_PROBLEM STATEMENT_
From the line containing "Task: place one pin on each instance of the cow muzzle" to the end of the entries, return every line exactly, both ends included, and add nothing.

_DATA SHOWN_

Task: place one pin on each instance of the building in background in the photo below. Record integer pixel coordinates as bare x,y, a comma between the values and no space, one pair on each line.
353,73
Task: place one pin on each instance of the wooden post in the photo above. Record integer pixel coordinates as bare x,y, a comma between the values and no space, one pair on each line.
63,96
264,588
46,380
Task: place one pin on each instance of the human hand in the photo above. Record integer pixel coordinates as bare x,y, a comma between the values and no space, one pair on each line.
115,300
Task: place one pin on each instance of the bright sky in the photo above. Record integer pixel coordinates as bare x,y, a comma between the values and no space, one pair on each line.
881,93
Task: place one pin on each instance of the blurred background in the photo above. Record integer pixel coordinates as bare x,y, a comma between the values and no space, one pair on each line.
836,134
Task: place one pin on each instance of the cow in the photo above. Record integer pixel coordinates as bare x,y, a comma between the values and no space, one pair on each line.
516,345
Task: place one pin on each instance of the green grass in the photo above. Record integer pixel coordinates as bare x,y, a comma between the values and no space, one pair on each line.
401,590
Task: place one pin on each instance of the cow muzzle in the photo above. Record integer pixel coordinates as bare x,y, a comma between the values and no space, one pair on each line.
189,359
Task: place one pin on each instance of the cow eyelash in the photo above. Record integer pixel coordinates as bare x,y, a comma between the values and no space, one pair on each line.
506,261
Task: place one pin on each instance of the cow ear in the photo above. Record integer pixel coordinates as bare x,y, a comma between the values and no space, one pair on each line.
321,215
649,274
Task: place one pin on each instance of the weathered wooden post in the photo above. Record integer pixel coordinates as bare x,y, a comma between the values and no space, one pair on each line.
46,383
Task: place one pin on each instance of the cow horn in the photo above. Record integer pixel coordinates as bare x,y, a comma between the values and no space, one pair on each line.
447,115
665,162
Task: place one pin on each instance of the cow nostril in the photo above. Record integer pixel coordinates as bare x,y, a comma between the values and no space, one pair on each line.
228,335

_ANSWER SECTION_
Task: place one pin on each instance of the cow muzzle in the photo above. Record integer pixel coordinates as bare x,y, a comma between the values and no space, one pair on each line.
189,359
Task: place one pin on each instance of the cow eyelash in the photo above. Record integer pixel coordinates as bare x,y, a comma between the values and no space, one pair on each line.
506,261
Task: place one pin on each instance of the cow ear in the photo above. Record integer pixel coordinates as bare x,y, a comma between the values and no space, one pair on each line.
321,215
649,274
Task: place one pin on each instance of the weathered wooden post in the photo above. Record integer pixel coordinates as bare x,y, a comma between the values and no space, one pair on each line.
46,383
Task: place one pin on each instance of the cow horn in the photo above. Record integer pixel coordinates as bare x,y, a comma between the values and no space, one pair on each line.
447,115
665,162
Task: place one pin on each instance of the cow nostril in the photo above. Record integer pixel coordinates as bare x,y, a comma between the values and no space, one pair on each line.
228,335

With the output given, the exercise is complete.